[Point annotation rows]
——————
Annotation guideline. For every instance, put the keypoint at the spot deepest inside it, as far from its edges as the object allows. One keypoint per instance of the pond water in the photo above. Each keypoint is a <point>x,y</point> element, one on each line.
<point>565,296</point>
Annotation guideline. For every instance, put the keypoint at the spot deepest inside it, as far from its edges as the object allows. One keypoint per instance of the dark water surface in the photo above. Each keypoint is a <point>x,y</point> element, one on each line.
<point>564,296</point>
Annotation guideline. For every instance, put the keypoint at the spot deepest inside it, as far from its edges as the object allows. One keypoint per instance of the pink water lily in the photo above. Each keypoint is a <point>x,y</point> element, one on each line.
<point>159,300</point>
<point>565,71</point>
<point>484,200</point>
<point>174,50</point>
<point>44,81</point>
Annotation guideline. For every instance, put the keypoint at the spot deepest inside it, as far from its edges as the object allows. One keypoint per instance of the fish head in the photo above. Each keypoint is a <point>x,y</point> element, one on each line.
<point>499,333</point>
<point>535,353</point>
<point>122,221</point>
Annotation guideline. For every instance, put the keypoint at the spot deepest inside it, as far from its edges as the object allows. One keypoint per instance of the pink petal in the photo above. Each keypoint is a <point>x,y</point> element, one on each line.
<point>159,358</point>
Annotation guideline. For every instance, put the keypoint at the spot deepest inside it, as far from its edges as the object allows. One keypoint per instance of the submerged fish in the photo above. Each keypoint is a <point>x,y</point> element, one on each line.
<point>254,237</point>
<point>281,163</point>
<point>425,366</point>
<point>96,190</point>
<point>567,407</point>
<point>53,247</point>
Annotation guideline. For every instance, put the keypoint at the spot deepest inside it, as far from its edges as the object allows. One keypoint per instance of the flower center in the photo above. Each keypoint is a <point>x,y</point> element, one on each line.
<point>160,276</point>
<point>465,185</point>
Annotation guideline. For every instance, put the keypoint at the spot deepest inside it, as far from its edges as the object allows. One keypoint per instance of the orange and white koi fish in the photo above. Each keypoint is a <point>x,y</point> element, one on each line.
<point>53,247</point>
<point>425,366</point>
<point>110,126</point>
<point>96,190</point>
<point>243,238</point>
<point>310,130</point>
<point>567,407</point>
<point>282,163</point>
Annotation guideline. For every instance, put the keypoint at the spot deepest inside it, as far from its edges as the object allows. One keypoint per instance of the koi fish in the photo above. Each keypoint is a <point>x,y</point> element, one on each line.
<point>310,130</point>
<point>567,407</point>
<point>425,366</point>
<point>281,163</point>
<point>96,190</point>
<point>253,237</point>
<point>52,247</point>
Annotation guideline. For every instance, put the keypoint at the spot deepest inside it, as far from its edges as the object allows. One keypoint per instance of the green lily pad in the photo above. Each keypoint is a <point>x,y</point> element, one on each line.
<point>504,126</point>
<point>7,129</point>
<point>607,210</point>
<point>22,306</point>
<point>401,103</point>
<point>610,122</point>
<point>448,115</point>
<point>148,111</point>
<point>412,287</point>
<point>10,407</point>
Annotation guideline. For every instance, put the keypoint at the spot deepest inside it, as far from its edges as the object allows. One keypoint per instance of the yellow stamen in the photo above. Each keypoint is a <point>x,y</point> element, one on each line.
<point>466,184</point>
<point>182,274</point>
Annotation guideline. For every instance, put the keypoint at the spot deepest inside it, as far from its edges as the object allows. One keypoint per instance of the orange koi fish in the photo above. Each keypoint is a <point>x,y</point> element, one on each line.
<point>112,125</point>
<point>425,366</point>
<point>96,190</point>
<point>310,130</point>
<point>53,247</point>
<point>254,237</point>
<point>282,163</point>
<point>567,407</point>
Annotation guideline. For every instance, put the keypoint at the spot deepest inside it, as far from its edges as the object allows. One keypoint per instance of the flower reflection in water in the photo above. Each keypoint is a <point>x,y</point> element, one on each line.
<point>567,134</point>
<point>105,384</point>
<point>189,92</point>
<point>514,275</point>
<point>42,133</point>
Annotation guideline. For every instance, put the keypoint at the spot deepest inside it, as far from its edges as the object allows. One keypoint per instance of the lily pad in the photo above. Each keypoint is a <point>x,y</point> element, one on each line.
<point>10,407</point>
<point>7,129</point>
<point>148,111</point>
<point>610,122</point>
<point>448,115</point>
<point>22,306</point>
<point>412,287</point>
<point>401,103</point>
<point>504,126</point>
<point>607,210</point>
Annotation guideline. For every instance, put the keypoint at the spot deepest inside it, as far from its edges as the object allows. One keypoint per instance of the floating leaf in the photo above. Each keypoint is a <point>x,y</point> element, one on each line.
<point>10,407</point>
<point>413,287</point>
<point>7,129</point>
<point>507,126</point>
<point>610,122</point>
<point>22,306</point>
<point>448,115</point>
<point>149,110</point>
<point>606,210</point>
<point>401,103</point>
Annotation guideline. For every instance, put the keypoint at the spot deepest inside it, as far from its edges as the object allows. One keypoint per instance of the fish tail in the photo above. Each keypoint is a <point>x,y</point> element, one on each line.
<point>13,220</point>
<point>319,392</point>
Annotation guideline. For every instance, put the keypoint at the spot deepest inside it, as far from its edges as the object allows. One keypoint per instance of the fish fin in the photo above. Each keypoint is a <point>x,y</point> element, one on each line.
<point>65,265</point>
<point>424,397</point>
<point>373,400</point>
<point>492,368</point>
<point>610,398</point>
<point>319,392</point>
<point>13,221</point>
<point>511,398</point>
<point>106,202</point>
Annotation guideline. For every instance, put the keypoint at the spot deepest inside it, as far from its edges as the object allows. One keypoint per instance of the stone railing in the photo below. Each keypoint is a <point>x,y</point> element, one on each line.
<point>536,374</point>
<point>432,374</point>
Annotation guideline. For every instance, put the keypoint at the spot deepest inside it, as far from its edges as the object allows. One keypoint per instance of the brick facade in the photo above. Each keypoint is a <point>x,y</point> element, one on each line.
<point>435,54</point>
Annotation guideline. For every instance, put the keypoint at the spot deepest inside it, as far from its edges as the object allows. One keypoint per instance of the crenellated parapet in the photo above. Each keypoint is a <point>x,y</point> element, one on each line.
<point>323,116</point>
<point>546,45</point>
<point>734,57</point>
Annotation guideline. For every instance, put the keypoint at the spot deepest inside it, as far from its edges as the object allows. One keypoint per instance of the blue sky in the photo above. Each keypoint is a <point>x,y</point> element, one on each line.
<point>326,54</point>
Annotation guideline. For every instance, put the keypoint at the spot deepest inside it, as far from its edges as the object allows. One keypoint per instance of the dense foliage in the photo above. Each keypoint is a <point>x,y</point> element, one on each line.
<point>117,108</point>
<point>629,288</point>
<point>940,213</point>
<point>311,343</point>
——————
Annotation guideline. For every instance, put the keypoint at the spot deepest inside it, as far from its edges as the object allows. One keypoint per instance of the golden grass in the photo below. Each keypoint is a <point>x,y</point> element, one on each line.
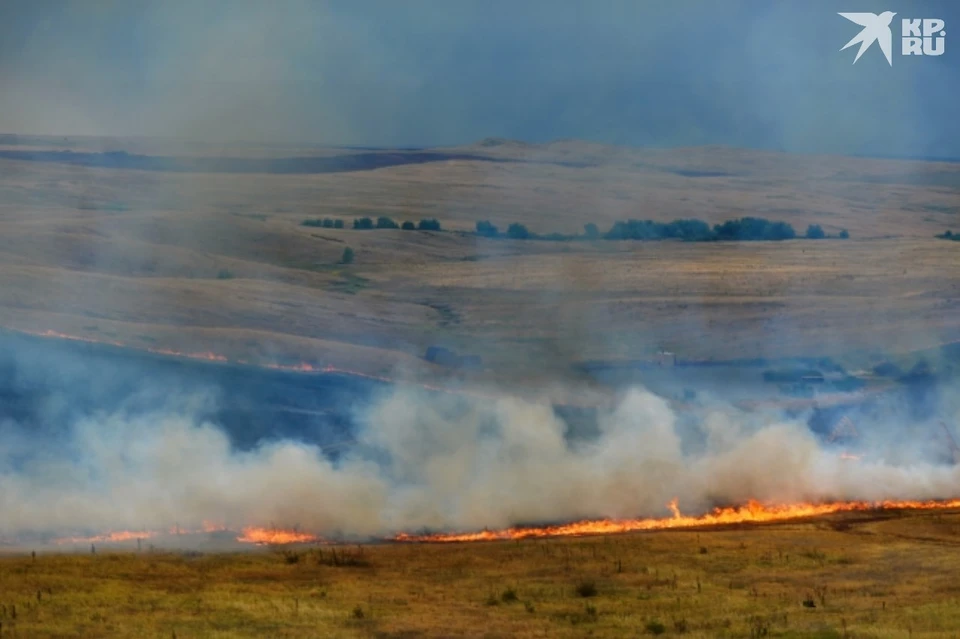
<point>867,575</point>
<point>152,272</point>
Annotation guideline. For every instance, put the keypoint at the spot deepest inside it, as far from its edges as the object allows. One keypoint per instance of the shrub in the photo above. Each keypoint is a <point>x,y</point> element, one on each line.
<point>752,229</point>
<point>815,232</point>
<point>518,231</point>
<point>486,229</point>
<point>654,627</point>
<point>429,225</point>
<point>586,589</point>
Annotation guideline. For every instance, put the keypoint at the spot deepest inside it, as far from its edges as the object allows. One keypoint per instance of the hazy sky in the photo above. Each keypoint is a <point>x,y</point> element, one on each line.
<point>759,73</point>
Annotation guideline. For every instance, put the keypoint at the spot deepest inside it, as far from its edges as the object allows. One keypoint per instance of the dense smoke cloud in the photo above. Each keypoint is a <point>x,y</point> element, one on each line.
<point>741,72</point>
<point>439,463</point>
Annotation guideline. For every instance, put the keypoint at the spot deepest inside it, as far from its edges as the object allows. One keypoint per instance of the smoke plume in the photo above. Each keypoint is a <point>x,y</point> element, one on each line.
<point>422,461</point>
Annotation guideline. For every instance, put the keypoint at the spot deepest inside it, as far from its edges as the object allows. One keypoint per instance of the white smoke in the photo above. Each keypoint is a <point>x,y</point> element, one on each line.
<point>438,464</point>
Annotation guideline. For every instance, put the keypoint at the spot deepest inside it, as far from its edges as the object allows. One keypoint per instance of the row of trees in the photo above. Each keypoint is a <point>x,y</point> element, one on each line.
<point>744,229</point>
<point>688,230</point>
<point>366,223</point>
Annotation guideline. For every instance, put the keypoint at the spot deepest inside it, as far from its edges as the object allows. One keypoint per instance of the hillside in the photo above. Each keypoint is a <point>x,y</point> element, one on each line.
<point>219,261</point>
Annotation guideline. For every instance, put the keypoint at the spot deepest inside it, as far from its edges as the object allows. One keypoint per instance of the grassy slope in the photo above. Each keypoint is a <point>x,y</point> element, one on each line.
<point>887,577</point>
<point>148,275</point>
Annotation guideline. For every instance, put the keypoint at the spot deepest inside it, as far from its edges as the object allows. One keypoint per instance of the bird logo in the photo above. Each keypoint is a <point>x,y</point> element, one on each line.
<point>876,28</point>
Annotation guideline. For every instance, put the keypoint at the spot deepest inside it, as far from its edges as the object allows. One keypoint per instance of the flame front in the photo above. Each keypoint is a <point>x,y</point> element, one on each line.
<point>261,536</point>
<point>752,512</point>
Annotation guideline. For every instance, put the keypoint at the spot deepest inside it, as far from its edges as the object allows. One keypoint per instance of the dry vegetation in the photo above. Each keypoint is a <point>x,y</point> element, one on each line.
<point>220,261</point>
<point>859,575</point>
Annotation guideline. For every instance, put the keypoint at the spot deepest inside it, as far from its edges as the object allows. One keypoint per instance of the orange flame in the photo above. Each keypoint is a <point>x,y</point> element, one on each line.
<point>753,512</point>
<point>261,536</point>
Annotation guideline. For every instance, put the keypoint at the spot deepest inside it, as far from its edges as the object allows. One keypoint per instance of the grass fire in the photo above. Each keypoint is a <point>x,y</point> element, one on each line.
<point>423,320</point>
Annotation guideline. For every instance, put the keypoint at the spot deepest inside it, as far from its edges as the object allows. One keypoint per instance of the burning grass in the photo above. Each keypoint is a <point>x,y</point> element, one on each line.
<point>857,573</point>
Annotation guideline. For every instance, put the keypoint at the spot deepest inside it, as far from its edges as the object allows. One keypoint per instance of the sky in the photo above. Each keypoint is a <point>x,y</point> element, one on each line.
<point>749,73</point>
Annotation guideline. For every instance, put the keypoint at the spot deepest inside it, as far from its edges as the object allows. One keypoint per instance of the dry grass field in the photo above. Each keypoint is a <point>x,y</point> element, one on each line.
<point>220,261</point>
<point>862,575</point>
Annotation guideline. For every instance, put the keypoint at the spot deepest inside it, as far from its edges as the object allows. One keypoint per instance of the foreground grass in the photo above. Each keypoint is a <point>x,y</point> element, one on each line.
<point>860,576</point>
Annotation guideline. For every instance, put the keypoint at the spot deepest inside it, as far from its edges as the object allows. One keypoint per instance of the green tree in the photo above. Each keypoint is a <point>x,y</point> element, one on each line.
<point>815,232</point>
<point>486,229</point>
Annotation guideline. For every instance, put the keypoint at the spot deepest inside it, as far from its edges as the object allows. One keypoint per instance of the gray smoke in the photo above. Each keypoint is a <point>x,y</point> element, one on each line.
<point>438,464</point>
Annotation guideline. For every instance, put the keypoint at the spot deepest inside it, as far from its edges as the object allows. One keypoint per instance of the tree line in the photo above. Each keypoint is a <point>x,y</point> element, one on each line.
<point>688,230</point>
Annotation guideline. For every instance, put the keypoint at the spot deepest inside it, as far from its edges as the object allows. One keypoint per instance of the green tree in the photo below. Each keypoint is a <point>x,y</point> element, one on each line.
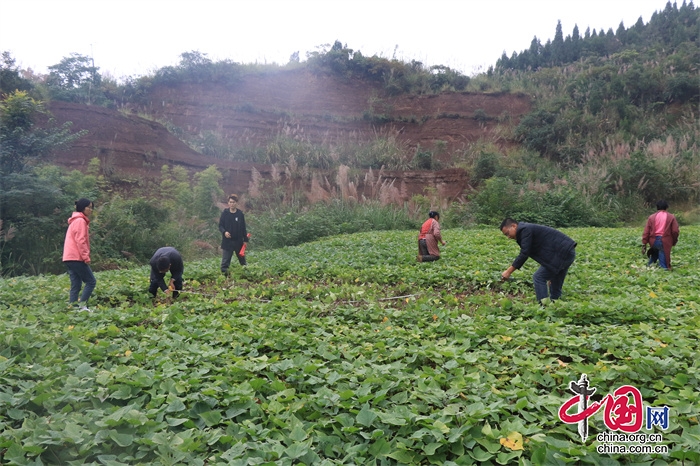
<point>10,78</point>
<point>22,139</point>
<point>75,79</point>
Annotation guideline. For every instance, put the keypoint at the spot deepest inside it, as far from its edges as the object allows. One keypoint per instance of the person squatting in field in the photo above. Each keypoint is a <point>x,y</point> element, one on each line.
——————
Pull out every row above that contains the word "orange", matching case exactly. Copy each of those rows in full.

#### [Correct output]
Annotation guideline. For every instance, put the keypoint at the spot deepest inside it, as far from its edges as the object allows. One keypoint per instance of the orange and white koi fish in the photo above. Each keypoint is a <point>x,y</point> element, one on each line.
Annotation guideline. For every instance, put the keypoint at the spot deepest inside it, as far from its edges as the object allows. One keypoint per instance of the orange koi fish in the photo above. Each keypoint is a <point>x,y</point> element, one on each line.
Annotation guideline. For every instance, put the keypoint at the spot deepest inside it, as far from its edges as the object allows. One keypoint per instance of the orange flame in the photo above. Each keypoint is a <point>x,y</point> element, one on each line.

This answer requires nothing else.